WHAT THE TASK REQUIRES: Below are some entries; report how many of their lines contain the word "light", giving nothing besides the number.

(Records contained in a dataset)
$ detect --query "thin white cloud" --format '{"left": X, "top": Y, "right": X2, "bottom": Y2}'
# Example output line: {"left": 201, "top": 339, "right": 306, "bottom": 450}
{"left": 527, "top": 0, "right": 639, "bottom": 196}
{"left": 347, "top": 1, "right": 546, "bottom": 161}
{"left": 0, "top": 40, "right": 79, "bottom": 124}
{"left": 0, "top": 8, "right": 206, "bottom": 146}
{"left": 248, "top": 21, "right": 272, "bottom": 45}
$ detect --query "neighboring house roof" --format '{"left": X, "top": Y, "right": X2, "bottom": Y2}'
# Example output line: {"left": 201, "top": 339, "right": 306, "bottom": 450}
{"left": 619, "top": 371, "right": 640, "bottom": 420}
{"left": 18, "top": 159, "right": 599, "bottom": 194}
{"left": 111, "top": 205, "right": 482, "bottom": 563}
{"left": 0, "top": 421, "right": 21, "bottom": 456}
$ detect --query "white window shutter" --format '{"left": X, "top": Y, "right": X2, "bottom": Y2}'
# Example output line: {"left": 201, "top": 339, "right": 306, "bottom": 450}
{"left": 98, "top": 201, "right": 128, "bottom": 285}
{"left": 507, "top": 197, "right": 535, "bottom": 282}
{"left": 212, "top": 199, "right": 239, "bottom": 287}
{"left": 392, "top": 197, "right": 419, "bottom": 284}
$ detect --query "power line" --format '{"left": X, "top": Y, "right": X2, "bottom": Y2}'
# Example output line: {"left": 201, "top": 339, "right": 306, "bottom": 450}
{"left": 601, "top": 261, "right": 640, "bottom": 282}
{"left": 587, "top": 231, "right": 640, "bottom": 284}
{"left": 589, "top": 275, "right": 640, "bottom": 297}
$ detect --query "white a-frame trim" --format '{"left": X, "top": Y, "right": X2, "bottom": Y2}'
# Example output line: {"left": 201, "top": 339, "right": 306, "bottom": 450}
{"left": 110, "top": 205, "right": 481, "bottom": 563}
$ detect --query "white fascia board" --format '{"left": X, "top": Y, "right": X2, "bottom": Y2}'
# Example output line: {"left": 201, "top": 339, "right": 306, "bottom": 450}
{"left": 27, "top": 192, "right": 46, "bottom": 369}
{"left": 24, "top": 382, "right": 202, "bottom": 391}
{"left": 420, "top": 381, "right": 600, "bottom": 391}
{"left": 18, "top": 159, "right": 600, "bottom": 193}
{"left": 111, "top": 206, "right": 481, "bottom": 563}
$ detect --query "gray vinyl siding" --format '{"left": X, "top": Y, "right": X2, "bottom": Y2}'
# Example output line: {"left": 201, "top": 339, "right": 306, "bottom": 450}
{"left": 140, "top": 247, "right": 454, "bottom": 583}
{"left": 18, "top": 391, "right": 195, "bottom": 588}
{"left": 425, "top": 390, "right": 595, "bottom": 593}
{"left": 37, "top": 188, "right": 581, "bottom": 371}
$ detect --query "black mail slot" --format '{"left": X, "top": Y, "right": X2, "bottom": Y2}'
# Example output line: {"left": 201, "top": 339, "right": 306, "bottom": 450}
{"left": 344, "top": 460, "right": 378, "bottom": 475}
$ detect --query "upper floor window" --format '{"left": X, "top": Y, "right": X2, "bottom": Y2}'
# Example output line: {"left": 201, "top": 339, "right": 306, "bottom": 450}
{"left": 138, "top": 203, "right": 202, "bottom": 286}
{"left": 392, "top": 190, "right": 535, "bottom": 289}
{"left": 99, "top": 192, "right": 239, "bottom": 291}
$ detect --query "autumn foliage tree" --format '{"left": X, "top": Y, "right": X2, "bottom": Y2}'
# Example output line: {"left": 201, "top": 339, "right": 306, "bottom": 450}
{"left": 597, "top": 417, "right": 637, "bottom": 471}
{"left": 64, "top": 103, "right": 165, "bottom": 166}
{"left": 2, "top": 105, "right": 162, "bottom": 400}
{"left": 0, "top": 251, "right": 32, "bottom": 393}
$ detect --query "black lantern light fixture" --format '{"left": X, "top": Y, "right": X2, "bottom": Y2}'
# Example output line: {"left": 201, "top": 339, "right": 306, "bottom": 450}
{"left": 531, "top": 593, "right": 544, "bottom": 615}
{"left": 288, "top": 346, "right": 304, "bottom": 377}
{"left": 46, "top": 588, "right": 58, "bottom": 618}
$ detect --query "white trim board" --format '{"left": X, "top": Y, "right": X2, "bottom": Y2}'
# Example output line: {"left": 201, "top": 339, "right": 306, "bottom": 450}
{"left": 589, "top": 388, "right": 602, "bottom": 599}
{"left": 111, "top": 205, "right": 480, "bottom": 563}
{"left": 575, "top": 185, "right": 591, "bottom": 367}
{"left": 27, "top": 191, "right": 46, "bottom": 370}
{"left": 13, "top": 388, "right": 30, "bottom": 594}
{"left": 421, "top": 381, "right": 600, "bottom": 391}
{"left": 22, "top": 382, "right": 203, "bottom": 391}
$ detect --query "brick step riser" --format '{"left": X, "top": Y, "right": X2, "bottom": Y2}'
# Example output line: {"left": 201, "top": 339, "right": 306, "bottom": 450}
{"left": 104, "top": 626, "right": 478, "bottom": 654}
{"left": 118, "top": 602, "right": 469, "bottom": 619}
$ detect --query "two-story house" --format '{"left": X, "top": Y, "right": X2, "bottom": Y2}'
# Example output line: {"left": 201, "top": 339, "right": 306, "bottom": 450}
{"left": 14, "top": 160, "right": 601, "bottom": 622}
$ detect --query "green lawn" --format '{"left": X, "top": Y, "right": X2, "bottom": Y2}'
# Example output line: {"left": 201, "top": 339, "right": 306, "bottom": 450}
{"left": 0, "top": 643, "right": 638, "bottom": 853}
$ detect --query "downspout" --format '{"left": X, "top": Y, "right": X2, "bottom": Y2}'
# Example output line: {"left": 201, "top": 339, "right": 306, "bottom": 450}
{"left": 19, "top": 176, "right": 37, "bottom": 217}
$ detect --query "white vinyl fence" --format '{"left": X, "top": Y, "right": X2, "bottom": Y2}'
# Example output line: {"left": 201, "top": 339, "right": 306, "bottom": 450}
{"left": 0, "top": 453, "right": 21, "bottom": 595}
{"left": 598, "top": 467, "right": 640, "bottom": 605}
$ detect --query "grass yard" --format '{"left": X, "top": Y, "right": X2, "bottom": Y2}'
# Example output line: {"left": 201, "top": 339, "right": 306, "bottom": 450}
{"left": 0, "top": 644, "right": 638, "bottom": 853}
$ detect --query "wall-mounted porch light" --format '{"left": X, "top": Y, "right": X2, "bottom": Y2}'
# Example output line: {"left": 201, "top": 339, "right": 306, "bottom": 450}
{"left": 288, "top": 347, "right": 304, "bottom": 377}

SOLUTION BELOW: 2